> [Written task]:
From the material below, pull out every line that contains the string "child" and list those lines in their original order.

## START Dataset

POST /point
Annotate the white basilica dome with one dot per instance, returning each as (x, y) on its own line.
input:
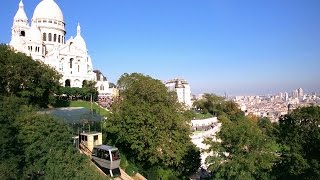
(34, 34)
(48, 9)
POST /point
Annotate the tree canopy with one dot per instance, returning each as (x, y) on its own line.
(148, 123)
(242, 151)
(35, 146)
(299, 133)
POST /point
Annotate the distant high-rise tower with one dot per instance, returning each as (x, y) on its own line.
(295, 94)
(286, 96)
(300, 93)
(182, 88)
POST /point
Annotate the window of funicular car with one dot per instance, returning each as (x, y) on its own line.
(115, 155)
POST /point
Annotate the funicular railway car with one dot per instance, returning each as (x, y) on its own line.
(107, 157)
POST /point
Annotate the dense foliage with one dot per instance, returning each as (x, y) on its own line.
(87, 92)
(244, 152)
(150, 126)
(23, 77)
(299, 133)
(32, 145)
(37, 146)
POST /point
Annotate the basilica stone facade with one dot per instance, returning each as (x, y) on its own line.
(44, 39)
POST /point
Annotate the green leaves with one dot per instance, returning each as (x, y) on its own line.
(244, 152)
(149, 123)
(299, 132)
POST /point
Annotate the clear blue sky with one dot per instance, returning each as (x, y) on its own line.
(238, 47)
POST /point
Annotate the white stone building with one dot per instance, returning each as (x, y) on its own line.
(44, 40)
(182, 88)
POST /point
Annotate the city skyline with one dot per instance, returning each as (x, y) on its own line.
(241, 48)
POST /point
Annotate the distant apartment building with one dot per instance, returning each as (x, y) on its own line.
(102, 84)
(182, 88)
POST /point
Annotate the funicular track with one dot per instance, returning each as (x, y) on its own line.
(84, 150)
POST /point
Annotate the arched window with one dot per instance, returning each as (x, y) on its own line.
(50, 37)
(70, 62)
(84, 83)
(61, 65)
(67, 83)
(44, 37)
(23, 33)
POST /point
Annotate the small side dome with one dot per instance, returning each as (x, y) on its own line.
(34, 34)
(179, 84)
(21, 14)
(48, 9)
(79, 41)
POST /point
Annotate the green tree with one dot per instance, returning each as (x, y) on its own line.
(148, 123)
(23, 77)
(242, 151)
(10, 156)
(299, 133)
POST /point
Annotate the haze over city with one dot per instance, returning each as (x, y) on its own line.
(241, 48)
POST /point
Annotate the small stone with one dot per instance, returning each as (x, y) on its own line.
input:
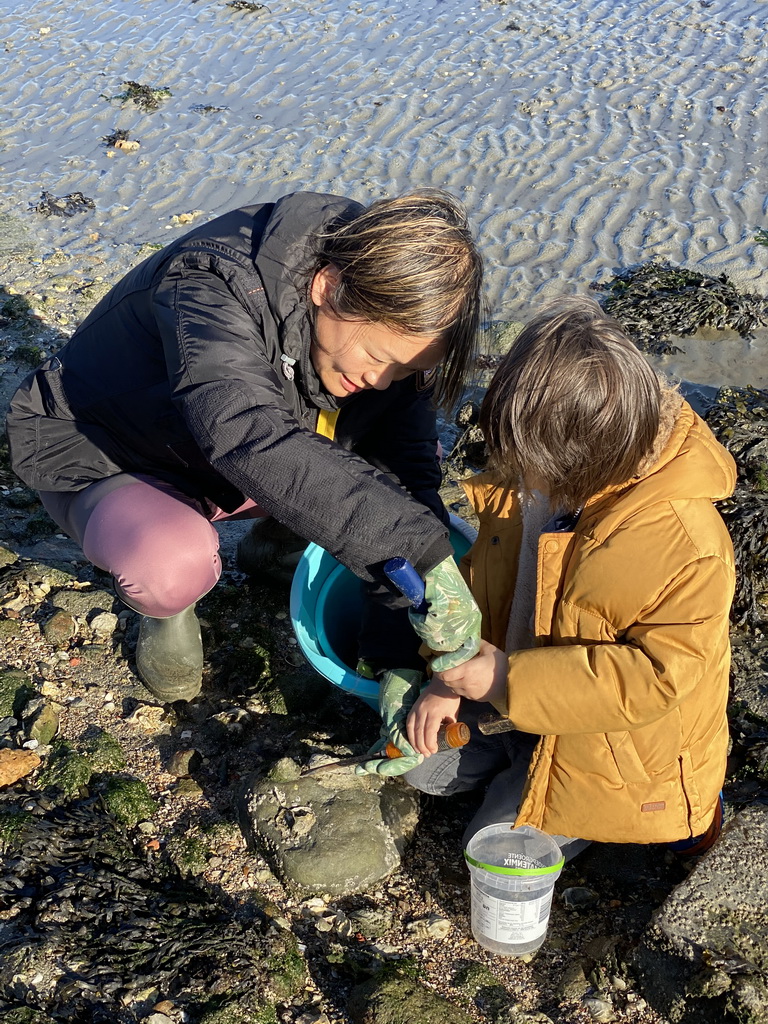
(182, 763)
(151, 719)
(578, 896)
(188, 788)
(44, 725)
(104, 624)
(599, 1010)
(15, 765)
(59, 629)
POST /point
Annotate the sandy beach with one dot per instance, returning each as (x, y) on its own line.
(582, 137)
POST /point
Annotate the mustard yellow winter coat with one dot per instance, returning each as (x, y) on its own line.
(629, 680)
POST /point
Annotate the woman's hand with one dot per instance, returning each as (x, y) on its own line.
(482, 678)
(437, 706)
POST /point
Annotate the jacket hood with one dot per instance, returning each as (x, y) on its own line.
(284, 260)
(690, 465)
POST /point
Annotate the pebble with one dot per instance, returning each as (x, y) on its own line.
(599, 1010)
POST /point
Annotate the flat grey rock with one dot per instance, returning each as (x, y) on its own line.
(332, 835)
(704, 958)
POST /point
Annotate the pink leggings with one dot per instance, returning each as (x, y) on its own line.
(156, 541)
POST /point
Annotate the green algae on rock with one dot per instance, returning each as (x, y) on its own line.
(67, 770)
(188, 854)
(397, 999)
(15, 692)
(128, 800)
(102, 751)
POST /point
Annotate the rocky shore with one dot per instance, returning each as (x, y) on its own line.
(171, 863)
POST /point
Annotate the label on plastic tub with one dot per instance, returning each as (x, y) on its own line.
(510, 921)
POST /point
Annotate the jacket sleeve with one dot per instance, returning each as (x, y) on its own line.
(232, 403)
(621, 685)
(404, 443)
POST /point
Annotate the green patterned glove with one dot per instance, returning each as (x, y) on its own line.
(452, 625)
(398, 690)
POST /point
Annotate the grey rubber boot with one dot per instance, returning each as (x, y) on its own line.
(269, 550)
(169, 655)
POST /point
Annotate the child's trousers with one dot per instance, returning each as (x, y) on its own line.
(500, 762)
(158, 543)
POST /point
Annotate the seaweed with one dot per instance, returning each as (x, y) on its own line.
(64, 206)
(144, 96)
(120, 139)
(654, 300)
(246, 5)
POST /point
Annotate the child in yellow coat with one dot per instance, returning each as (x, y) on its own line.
(604, 574)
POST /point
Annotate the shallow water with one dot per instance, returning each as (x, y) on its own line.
(584, 137)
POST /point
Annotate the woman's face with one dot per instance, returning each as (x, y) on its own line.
(356, 355)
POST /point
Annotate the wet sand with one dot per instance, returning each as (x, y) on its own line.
(582, 137)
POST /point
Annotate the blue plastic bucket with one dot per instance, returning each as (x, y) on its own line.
(326, 607)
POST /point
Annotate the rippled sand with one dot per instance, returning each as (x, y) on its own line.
(582, 136)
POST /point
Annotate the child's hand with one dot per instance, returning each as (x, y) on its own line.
(437, 705)
(482, 678)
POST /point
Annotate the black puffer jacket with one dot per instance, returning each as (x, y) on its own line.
(180, 372)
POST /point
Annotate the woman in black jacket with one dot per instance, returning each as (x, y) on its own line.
(279, 360)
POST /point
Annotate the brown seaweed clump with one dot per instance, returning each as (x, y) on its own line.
(144, 96)
(246, 5)
(655, 300)
(64, 206)
(739, 421)
(90, 923)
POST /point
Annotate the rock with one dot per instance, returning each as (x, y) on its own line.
(579, 896)
(573, 984)
(104, 624)
(433, 927)
(337, 835)
(59, 629)
(7, 557)
(15, 691)
(188, 854)
(15, 765)
(187, 788)
(84, 602)
(704, 957)
(102, 751)
(396, 999)
(44, 725)
(182, 763)
(153, 720)
(68, 770)
(129, 800)
(599, 1010)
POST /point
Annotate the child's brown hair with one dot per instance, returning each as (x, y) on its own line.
(573, 407)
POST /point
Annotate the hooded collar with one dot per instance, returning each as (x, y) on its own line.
(687, 463)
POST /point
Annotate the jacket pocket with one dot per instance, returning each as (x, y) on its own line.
(628, 761)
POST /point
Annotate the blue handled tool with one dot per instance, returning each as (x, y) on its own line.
(408, 581)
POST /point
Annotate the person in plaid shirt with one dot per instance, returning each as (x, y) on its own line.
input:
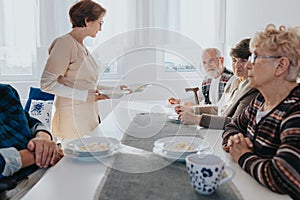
(25, 143)
(265, 139)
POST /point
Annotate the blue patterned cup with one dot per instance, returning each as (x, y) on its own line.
(206, 172)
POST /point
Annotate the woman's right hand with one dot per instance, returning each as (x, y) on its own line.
(178, 109)
(95, 95)
(173, 101)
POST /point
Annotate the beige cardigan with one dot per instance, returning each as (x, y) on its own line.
(77, 72)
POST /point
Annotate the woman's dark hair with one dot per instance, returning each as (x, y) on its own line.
(241, 50)
(85, 9)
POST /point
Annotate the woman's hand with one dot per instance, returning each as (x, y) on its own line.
(173, 101)
(189, 118)
(125, 87)
(178, 109)
(238, 145)
(95, 95)
(45, 151)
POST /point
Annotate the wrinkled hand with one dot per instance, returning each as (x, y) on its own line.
(45, 151)
(188, 104)
(173, 101)
(95, 95)
(125, 87)
(238, 145)
(178, 109)
(189, 118)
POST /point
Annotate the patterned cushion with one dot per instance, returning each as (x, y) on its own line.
(41, 110)
(37, 94)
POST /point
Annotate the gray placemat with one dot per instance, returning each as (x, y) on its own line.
(168, 182)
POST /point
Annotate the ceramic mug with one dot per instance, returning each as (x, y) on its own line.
(206, 172)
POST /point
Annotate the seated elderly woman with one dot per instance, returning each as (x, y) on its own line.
(265, 139)
(234, 100)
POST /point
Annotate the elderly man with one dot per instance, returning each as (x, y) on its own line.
(217, 77)
(25, 143)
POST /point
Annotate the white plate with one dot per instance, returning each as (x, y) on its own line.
(114, 94)
(92, 147)
(181, 146)
(159, 152)
(138, 87)
(174, 118)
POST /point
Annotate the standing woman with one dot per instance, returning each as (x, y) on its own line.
(265, 139)
(71, 73)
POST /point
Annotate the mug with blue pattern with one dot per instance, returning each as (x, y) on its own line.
(206, 172)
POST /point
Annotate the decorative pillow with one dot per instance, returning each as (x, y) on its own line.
(41, 110)
(37, 94)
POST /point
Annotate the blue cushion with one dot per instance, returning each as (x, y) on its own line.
(37, 94)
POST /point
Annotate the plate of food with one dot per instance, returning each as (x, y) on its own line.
(181, 146)
(174, 118)
(114, 94)
(92, 147)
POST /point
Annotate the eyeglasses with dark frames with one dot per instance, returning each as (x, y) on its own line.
(253, 57)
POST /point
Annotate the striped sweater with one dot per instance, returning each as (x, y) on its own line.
(275, 160)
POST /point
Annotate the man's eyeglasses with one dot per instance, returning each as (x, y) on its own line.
(253, 57)
(101, 22)
(210, 61)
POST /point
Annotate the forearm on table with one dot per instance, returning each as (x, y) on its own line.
(275, 173)
(43, 135)
(213, 121)
(103, 87)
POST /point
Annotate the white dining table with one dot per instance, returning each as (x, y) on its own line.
(78, 180)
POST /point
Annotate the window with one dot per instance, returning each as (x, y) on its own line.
(27, 29)
(18, 39)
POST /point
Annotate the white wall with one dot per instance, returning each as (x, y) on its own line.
(245, 17)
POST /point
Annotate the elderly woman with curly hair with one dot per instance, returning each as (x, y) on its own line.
(265, 139)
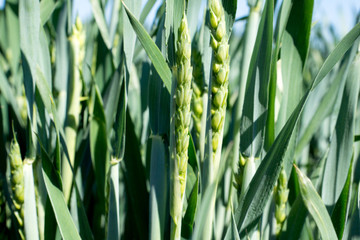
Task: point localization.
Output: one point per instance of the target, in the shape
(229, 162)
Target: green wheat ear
(17, 183)
(183, 92)
(220, 72)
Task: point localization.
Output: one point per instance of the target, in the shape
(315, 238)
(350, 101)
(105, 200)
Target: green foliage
(171, 127)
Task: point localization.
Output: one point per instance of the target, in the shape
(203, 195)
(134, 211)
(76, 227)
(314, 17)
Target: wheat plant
(176, 120)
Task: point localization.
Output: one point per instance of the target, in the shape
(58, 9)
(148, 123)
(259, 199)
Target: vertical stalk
(180, 122)
(77, 52)
(114, 203)
(249, 42)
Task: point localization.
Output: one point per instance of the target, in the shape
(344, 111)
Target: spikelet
(2, 210)
(182, 118)
(198, 91)
(17, 183)
(220, 72)
(281, 197)
(183, 100)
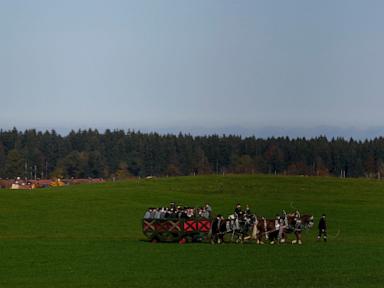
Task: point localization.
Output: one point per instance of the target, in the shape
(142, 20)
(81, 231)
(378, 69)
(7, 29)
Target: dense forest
(122, 154)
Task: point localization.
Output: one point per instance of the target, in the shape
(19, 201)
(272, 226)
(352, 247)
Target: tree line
(121, 154)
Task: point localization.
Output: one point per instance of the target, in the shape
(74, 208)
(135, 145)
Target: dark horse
(296, 225)
(269, 229)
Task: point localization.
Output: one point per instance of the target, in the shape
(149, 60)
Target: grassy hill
(90, 235)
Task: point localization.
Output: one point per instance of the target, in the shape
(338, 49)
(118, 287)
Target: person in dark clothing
(238, 211)
(322, 228)
(216, 230)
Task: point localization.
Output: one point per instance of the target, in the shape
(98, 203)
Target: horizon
(330, 132)
(200, 65)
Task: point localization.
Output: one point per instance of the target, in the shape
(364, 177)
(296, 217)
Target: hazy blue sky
(191, 64)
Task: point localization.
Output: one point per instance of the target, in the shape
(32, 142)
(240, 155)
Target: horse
(295, 225)
(239, 228)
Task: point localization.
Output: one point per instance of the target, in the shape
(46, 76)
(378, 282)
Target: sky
(247, 67)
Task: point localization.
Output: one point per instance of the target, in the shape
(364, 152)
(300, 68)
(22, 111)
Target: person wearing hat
(322, 228)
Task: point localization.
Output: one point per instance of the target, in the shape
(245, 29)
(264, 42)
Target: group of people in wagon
(174, 211)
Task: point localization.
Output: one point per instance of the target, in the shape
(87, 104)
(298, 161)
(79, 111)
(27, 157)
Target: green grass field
(90, 236)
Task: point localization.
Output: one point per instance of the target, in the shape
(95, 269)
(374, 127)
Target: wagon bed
(172, 230)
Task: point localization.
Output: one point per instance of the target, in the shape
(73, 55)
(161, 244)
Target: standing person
(216, 224)
(247, 210)
(208, 208)
(322, 228)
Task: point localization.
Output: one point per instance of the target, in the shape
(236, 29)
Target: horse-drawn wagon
(177, 229)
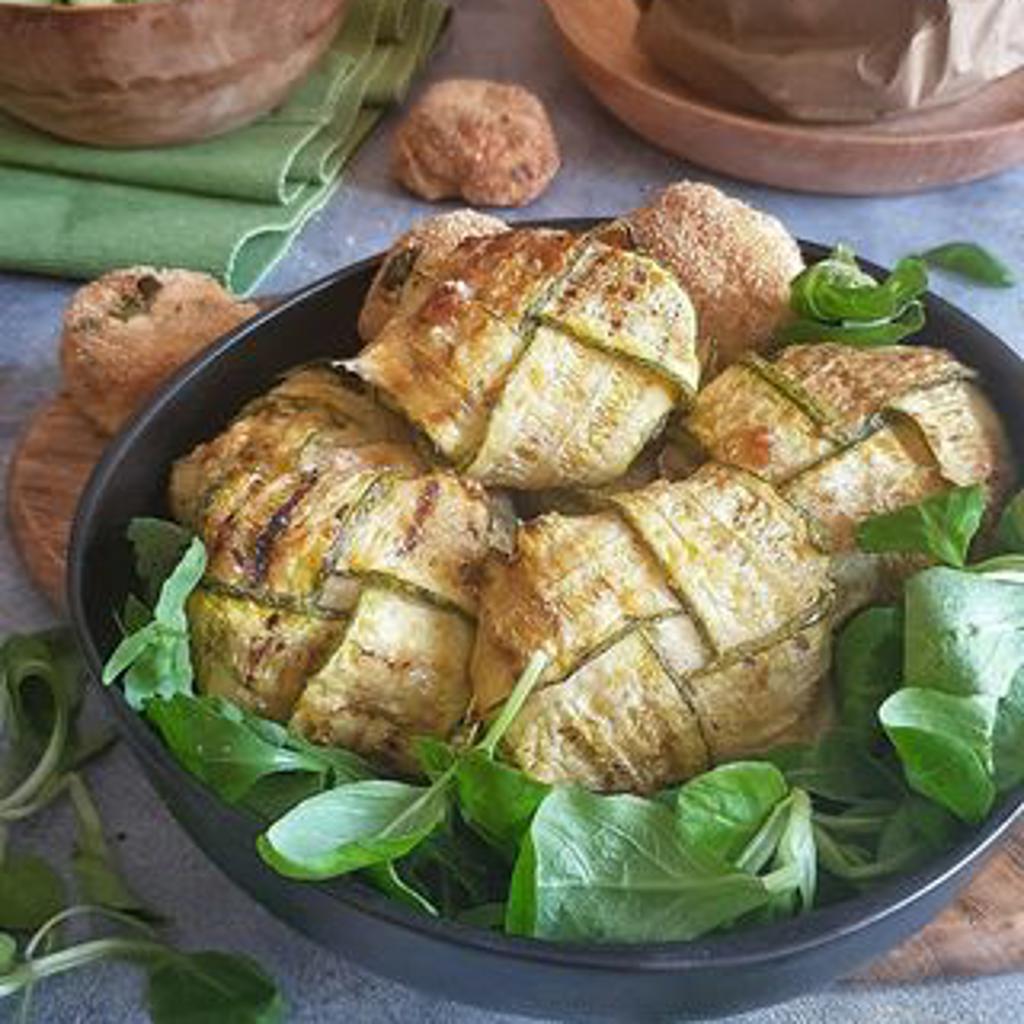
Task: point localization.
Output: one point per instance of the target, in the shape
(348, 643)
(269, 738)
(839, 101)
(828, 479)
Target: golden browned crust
(127, 331)
(734, 261)
(424, 246)
(489, 142)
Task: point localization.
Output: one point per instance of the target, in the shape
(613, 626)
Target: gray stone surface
(605, 170)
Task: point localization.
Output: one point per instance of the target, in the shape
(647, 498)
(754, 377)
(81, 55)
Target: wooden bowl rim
(748, 123)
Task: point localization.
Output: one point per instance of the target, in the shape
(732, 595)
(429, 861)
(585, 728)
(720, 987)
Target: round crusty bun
(735, 262)
(125, 332)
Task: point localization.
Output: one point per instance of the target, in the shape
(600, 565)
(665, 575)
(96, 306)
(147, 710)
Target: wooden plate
(961, 142)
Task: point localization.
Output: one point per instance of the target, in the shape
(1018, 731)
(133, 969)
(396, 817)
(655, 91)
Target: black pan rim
(762, 945)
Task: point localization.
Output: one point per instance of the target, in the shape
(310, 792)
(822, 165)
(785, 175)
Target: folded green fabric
(229, 206)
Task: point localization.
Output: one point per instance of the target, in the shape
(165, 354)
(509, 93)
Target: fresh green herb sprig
(835, 300)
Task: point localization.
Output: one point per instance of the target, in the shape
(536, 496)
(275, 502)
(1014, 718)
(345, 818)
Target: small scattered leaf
(159, 545)
(837, 301)
(942, 526)
(352, 826)
(497, 800)
(31, 892)
(972, 261)
(8, 952)
(226, 753)
(210, 987)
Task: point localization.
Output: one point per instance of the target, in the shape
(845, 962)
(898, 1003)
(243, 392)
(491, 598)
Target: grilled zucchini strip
(674, 619)
(537, 359)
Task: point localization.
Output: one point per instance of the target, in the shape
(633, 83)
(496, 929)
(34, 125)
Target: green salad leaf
(497, 800)
(942, 526)
(155, 658)
(361, 823)
(159, 546)
(868, 666)
(613, 868)
(1010, 534)
(835, 300)
(352, 826)
(964, 632)
(972, 261)
(1008, 737)
(207, 986)
(944, 741)
(225, 749)
(722, 810)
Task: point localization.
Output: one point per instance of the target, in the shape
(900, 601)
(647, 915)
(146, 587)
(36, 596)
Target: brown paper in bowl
(834, 59)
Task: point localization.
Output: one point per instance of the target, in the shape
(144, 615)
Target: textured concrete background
(605, 170)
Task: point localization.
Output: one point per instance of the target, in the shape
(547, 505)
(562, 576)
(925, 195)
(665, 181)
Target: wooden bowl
(963, 141)
(153, 74)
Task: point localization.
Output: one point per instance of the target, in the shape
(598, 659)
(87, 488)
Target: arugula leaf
(159, 545)
(456, 868)
(155, 659)
(868, 668)
(224, 752)
(31, 892)
(835, 300)
(209, 986)
(972, 261)
(352, 826)
(722, 810)
(964, 632)
(945, 743)
(942, 526)
(497, 800)
(613, 868)
(1010, 534)
(8, 952)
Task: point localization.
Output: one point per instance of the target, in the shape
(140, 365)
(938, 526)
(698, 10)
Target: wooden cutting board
(981, 933)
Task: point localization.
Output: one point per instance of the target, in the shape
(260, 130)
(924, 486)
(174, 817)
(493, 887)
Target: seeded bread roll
(734, 262)
(127, 331)
(489, 142)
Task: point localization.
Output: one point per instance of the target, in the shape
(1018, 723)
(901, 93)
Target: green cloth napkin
(229, 206)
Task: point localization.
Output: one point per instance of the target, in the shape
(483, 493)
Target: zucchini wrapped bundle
(341, 586)
(847, 432)
(686, 624)
(537, 358)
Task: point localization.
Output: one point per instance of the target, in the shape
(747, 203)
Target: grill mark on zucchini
(259, 563)
(683, 599)
(678, 682)
(797, 395)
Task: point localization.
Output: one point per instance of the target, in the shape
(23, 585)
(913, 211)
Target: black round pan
(714, 976)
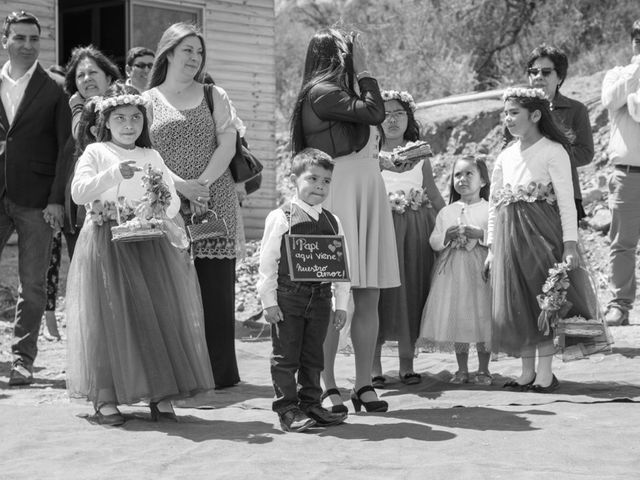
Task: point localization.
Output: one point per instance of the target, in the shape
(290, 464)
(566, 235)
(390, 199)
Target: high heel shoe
(373, 406)
(334, 408)
(157, 415)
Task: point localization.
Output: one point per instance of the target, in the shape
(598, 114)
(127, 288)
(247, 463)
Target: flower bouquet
(149, 220)
(553, 299)
(554, 305)
(412, 152)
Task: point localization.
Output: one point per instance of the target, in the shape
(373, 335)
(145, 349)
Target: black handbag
(245, 167)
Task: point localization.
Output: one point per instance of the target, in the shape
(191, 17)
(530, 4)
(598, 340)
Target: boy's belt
(628, 168)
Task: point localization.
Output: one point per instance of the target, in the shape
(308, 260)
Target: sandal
(378, 382)
(460, 378)
(410, 378)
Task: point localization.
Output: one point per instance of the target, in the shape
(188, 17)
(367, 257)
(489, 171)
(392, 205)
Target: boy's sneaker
(325, 418)
(295, 420)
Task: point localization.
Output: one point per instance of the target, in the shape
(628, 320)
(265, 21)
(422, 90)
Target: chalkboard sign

## END Dataset

> [Task result]:
Annotate the child's trousers with one dot per instance, returning each as (x, y) on its own line.
Annotate the child in yellow coat with one dot per instance, returning each as (x, y) on its own line.
Annotate the child's hand with one dot per instance, returning each as (x, y) on its own line.
Annotate the child's brown hair with one dot per instance, returning each as (x, y) on its own line.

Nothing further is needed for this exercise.